Start THE DATA
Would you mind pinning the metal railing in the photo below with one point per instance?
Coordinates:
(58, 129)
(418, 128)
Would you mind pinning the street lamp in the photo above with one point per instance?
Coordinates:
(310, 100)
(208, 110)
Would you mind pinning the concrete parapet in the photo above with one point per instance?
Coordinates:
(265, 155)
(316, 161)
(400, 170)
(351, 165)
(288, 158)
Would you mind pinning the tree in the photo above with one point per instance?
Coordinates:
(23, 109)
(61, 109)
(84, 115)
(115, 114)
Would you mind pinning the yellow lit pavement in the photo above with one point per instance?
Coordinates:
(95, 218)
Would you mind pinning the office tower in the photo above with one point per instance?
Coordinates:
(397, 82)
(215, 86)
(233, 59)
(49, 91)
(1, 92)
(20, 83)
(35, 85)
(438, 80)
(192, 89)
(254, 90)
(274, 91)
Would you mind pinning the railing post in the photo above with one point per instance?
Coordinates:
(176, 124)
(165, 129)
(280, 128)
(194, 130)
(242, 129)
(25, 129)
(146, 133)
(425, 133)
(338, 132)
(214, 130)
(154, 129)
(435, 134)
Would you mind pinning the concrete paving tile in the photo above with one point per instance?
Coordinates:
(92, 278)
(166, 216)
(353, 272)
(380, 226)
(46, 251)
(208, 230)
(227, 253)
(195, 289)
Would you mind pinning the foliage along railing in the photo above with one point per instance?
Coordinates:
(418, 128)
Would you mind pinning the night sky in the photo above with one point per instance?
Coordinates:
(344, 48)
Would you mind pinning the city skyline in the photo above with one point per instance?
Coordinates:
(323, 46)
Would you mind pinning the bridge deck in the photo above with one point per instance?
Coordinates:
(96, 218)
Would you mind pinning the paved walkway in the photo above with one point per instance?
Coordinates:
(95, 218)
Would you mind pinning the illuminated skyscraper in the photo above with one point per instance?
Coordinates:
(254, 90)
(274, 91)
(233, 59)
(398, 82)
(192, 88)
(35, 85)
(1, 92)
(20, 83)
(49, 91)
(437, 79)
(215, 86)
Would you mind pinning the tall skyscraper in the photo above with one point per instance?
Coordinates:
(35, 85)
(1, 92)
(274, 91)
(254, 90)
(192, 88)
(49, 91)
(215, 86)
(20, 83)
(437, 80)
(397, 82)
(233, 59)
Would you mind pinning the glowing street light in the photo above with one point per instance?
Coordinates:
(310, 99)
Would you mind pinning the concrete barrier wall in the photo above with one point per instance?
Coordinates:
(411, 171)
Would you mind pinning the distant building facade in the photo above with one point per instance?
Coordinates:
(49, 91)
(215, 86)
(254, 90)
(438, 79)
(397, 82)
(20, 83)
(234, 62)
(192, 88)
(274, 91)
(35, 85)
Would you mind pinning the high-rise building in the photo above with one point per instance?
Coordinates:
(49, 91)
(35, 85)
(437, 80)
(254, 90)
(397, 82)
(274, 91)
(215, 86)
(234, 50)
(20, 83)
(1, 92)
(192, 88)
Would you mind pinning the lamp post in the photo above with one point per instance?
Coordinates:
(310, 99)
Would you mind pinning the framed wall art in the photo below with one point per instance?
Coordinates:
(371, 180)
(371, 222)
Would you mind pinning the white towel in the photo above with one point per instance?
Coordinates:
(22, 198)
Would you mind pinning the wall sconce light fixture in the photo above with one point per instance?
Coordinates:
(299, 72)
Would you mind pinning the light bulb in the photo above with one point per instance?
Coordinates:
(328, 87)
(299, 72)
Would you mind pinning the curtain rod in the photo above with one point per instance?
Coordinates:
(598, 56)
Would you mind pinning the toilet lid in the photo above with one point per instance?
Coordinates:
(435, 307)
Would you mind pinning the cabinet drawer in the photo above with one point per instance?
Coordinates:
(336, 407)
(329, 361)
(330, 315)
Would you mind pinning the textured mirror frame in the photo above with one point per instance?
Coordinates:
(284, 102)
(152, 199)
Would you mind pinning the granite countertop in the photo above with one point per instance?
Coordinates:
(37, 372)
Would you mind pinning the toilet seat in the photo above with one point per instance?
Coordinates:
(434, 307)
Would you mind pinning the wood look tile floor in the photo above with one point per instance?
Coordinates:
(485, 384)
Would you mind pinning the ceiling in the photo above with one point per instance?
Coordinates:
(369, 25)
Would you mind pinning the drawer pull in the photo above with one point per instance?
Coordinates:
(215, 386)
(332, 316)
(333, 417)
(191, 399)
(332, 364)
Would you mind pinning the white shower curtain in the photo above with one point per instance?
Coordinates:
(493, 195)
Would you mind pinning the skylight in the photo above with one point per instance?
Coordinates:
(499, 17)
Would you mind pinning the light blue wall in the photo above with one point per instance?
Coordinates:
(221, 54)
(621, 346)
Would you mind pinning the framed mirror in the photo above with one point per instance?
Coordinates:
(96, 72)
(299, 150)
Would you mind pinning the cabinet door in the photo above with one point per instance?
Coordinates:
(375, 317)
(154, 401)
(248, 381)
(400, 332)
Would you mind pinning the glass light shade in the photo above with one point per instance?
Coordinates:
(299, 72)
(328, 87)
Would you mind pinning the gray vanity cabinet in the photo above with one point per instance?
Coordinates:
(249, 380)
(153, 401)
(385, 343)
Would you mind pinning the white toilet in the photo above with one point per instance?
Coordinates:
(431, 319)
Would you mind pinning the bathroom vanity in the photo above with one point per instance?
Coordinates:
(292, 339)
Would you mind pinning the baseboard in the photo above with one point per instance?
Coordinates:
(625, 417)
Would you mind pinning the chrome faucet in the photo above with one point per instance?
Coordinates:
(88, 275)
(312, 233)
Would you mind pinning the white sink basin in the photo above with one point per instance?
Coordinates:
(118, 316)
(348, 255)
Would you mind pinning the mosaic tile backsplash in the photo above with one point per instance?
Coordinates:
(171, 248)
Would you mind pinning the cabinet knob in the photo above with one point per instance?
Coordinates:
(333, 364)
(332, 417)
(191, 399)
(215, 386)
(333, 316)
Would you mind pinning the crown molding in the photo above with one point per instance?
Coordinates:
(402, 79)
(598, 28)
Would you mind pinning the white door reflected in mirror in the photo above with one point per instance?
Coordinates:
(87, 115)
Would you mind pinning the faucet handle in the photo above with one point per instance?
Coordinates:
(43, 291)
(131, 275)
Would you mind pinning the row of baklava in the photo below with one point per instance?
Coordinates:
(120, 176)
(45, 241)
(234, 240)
End THE DATA
THE TASK
Set every line of the listing down word for word.

EXERCISE RESULT
Would you mind pinning the metal railing in the photo below with one point per instance?
Coordinates:
(58, 129)
(418, 128)
Would you mind pinning the street lamp in the photo above with one point per instance?
Coordinates:
(310, 100)
(208, 110)
Would you mind pinning the concrete parapet in the photo above with one point per instance?
Coordinates:
(265, 155)
(316, 161)
(400, 170)
(351, 165)
(288, 158)
Would you mind pinning the tree in the photo above with one point per instance?
Coordinates:
(23, 109)
(61, 109)
(84, 115)
(115, 114)
Would you mind pinning the yellow lit pavement in the photo above with one point per instance?
Coordinates:
(95, 218)
Would you mind pinning the office tower in the photo above with one point per instance?
Coordinates:
(397, 82)
(215, 86)
(233, 59)
(49, 91)
(1, 92)
(20, 83)
(35, 85)
(438, 80)
(192, 89)
(254, 90)
(274, 91)
Would you mind pinning the railing post in the photo above with one point per instance?
Coordinates:
(176, 124)
(165, 129)
(280, 128)
(194, 130)
(242, 129)
(25, 129)
(146, 133)
(425, 133)
(338, 132)
(214, 130)
(154, 129)
(435, 134)
Would you mind pinning the concrete paving tile in the photo above with one point per instance?
Coordinates:
(92, 278)
(166, 216)
(353, 272)
(380, 226)
(46, 251)
(208, 230)
(227, 253)
(195, 289)
Would you mind pinning the foliage along railing in the photo above with one point per instance?
Coordinates:
(418, 128)
Would you mind pinning the night sky in the photo above with one point per instance?
Coordinates:
(344, 48)
Would you mind pinning the city skyline in the photo above with one point per instance?
Coordinates:
(323, 46)
Would you mind pinning the bridge deck in the photo above with one point per instance?
Coordinates:
(96, 218)
Would you mind pinning the paved walkway in the photo above with one point per instance?
Coordinates:
(95, 218)
Would you mind pinning the illuminated skyscraper in the photo above with one point per instance?
Coordinates:
(254, 90)
(274, 91)
(233, 59)
(398, 82)
(192, 88)
(35, 85)
(1, 92)
(20, 83)
(49, 91)
(437, 79)
(215, 86)
Would you mind pinning the tall skyscraper in the photo above with one point per instance?
Coordinates:
(35, 85)
(1, 92)
(274, 91)
(254, 90)
(192, 88)
(49, 91)
(215, 86)
(20, 83)
(437, 80)
(397, 82)
(233, 59)
Would you mind pinning the glowing street light in the photo above with one point per instance?
Coordinates:
(310, 99)
Would you mind pinning the concrete barrier wall in the photo above with one point per instance?
Coordinates:
(411, 171)
Would you mind pinning the distant building facade in the photo above with one point per instance?
Coordinates:
(49, 91)
(215, 86)
(254, 90)
(438, 79)
(397, 82)
(20, 83)
(234, 62)
(192, 88)
(274, 91)
(35, 85)
Would you mind pinning the high-rise building in the photo above with one point per instance?
Coordinates:
(49, 91)
(35, 85)
(437, 80)
(254, 90)
(397, 82)
(274, 91)
(215, 86)
(234, 50)
(20, 83)
(1, 92)
(192, 88)
Would you mind pinning the lamp post in the photo above with one point per instance?
Coordinates:
(310, 99)
Would you mind pinning the framed wall art in the photo below with one point per instance?
Coordinates:
(371, 180)
(371, 222)
Would you mind pinning the white towel in the photo above with one point per instance?
Coordinates:
(22, 198)
Would you mind pinning the wall sconce light fixture in the photo above with one point per instance?
Coordinates:
(299, 72)
Would you mind pinning the light bulb in the photo above with one point per instance?
Coordinates:
(328, 87)
(299, 72)
Would you mind pinning the curtain rod in the photo above with one point per instance?
Coordinates:
(598, 56)
Would you mind pinning the toilet lid in the photo above with one point per instance?
Coordinates:
(435, 307)
Would you mind pinning the cabinet drawer in the photo above with one point per instance?
Coordinates:
(336, 407)
(329, 361)
(330, 315)
Would you mind pinning the textured mirror frame in the photo above with one point per instance?
Coordinates:
(284, 102)
(152, 199)
Would you mind pinning the granite countertop in the photo above with one point per instance?
Coordinates:
(37, 372)
Would you mind pinning the toilet seat in the photo above with one point per instance?
Coordinates:
(434, 307)
Would you mind pinning the wood look tile floor in the photo above with one point per instance?
Coordinates:
(485, 384)
Would you mind pinning the ceiling in the photo above with one point per instance?
Coordinates:
(369, 25)
Would you mind pinning the drawer pull in the photo above with one point per instance?
Coordinates:
(215, 386)
(332, 316)
(333, 417)
(191, 399)
(332, 364)
Would you mind pinning the white shower curtain in the photo above with one point per instance?
Coordinates:
(493, 195)
Would you mind pinning the skylight in the photo above with one point per instance?
Coordinates:
(499, 17)
Would you mind pinning the light blue wall in the photo above with one point per instance?
Coordinates:
(221, 54)
(621, 346)
Would you mind pinning the framed mirror in the photo above with one point per instance?
Coordinates:
(96, 72)
(299, 150)
Would you mind pinning the cabinet door in the photo above with one point per instance?
Coordinates:
(375, 317)
(154, 401)
(248, 381)
(400, 332)
Would you mind pinning the glass light shade in the photo above with one point per instance?
Coordinates:
(299, 72)
(328, 87)
Would you mind pinning the gray vanity cabinet in the photo above with one point per instance?
Coordinates:
(249, 380)
(153, 401)
(385, 343)
Would you mind pinning the white toilet in the photo above with one point per instance?
Coordinates:
(431, 319)
Would you mind pinning the bathroom vanity in the photo above with one point per instance?
Coordinates:
(292, 339)
Would you mind pinning the baseboard in the photo above with one point per instance?
Coordinates:
(625, 417)
Would you mind pinning the chrome faucet in the photo above with one point per instance?
Coordinates:
(88, 275)
(312, 233)
Would you mind pinning the white sink basin in the photo above with one point per instance?
Coordinates:
(118, 316)
(348, 255)
Would you mind pinning the mosaic tile backsplash in the photo above with one point per instance?
Coordinates:
(171, 248)
Would you mind pinning the cabinet knob in the photo above with one point per instance?
Coordinates:
(333, 364)
(332, 417)
(191, 399)
(215, 386)
(333, 316)
Would you mind pinning the crown molding in the photo above with one point per instance?
Coordinates:
(402, 79)
(598, 28)
Would you mind pinning the white door reflected in mirror in the photo above with one point per instance?
Coordinates:
(87, 115)
Would you mind pinning the faucet handle in the photo above with one point per instance?
Coordinates:
(43, 291)
(131, 275)
Would you mind pinning the row of baklava in the photo below with one point per instance?
Coordinates:
(120, 176)
(45, 241)
(234, 240)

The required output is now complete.